BEGIN SELECTED EXTRACT
3. Men blind themselves to the lessons of history by presuming on their strength. “I know where to draw the line, where to pull up, where to put my foot down; they will find no weakness in me.” Men forget that once committed to a downward course they soon acquire a momentum not to be broken, not to be controlled. Some time ago the papers told us about a Californian stage-driver who was dying, and who in his delirium kept on exclaiming, “I am on the down-grade, and I can’t reach the brake.” Many a soul to-day is swinging down the dizzy steep and cannot stop. History teems with warnings. And you need not go to remote days for awakening, convincing examples. “This their way is their folly, yet their posterity fellow in their steps.” Oh I do not join them. Join the noble procession that moves upward, and with them shine as the stars for ever and ever. (W. L. Watkinson.)

Refusing to learn by experience

The power of learning by experience is the special prerogative of man.
END SELECTED EXTRACT
Write out the sermon extract between "3. Men blind" and "(W. L. Watkinson.)", inclusive, changing "brake" to "reins". The items that follow come from a separate source, not from the sermon extract.
BEGIN AVAILABLE DATA
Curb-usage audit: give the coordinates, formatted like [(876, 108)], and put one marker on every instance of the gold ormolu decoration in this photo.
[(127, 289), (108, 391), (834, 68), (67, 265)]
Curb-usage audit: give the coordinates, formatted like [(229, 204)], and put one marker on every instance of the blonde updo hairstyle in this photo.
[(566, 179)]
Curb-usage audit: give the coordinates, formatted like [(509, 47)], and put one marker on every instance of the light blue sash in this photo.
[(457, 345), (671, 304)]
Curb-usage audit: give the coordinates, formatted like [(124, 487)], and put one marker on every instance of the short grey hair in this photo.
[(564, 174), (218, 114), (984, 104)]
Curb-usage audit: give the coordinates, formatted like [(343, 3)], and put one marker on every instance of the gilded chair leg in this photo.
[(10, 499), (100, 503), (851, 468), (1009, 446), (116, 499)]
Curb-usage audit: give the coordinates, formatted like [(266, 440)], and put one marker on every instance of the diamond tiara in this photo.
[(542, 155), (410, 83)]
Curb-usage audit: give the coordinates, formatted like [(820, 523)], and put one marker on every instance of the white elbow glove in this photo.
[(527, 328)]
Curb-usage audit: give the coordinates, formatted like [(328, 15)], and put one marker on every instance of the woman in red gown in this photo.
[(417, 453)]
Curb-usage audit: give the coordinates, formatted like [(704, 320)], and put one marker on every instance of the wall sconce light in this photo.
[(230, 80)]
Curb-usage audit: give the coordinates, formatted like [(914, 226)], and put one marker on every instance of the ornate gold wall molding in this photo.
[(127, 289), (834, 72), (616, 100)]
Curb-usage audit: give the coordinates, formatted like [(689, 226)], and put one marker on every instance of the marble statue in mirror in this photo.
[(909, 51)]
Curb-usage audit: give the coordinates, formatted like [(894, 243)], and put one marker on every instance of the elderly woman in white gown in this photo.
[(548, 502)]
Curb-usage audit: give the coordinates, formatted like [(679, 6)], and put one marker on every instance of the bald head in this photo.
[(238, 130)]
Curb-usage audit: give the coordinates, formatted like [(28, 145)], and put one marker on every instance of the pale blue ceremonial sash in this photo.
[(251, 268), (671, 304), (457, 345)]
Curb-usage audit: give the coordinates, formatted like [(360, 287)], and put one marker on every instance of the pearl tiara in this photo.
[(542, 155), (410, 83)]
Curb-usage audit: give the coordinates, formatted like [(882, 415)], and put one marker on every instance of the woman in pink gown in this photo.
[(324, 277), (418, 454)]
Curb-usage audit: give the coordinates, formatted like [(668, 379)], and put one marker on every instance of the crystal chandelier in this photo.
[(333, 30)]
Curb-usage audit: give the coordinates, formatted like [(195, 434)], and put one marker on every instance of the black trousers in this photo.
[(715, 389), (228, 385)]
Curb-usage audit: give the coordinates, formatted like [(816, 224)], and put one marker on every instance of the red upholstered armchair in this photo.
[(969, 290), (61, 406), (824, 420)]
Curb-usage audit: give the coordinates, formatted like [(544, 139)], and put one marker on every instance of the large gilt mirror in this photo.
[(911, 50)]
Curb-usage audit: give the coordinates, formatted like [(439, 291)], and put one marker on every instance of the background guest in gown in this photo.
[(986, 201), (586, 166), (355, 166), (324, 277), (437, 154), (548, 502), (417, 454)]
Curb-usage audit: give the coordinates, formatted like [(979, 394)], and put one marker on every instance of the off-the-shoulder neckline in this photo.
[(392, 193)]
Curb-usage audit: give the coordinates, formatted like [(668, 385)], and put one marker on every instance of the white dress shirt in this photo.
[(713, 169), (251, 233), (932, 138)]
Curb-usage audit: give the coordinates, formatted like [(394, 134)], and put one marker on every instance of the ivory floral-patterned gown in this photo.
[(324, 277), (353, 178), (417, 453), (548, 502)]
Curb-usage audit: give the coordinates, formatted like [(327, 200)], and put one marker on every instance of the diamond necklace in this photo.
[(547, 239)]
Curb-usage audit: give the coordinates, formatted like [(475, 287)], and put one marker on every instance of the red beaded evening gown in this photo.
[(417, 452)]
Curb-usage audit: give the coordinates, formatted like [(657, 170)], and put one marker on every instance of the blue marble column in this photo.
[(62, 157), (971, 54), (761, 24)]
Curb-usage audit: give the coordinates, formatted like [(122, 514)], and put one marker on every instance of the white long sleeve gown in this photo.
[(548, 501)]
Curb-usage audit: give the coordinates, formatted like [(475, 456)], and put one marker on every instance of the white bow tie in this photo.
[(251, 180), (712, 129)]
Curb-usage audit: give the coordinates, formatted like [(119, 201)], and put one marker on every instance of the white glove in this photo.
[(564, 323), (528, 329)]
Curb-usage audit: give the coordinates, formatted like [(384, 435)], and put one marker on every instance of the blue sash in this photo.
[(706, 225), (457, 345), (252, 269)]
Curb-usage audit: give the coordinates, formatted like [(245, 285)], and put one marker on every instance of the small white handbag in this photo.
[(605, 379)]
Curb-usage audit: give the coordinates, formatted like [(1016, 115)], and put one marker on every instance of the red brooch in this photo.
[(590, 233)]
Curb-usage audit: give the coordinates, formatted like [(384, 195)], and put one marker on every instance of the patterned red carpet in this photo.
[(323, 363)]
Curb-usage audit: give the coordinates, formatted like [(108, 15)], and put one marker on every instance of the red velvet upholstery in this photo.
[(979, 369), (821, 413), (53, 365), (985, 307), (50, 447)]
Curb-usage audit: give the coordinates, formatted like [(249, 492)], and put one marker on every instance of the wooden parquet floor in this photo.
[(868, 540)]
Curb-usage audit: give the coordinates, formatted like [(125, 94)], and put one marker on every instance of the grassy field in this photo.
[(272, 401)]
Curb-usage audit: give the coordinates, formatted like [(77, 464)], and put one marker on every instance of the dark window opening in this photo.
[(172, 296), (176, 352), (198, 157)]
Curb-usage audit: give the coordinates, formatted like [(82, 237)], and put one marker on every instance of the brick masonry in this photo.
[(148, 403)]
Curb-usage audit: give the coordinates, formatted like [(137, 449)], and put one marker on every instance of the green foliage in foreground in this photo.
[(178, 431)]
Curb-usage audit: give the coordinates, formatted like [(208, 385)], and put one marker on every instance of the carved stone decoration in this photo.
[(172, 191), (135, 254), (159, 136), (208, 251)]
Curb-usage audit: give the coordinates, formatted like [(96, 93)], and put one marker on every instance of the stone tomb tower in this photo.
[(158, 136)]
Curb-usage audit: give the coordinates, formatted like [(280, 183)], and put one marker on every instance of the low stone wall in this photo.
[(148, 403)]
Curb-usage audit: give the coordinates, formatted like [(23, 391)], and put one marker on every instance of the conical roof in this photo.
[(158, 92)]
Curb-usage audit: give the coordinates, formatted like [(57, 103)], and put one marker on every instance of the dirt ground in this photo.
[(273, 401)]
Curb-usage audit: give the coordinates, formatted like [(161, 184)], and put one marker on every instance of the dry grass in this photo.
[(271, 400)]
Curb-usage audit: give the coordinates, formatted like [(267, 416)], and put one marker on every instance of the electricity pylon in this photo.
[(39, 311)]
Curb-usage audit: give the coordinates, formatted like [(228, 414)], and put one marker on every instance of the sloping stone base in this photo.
END AVAILABLE DATA
* [WRITTEN SOLUTION]
3. Men blind themselves to the lessons of history by presuming on their strength. “I know where to draw the line, where to pull up, where to put my foot down; they will find no weakness in me.” Men forget that once committed to a downward course they soon acquire a momentum not to be broken, not to be controlled. Some time ago the papers told us about a Californian stage-driver who was dying, and who in his delirium kept on exclaiming, “I am on the down-grade, and I can’t reach the reins.” Many a soul to-day is swinging down the dizzy steep and cannot stop. History teems with warnings. And you need not go to remote days for awakening, convincing examples. “This their way is their folly, yet their posterity fellow in their steps.” Oh I do not join them. Join the noble procession that moves upward, and with them shine as the stars for ever and ever. (W. L. Watkinson.)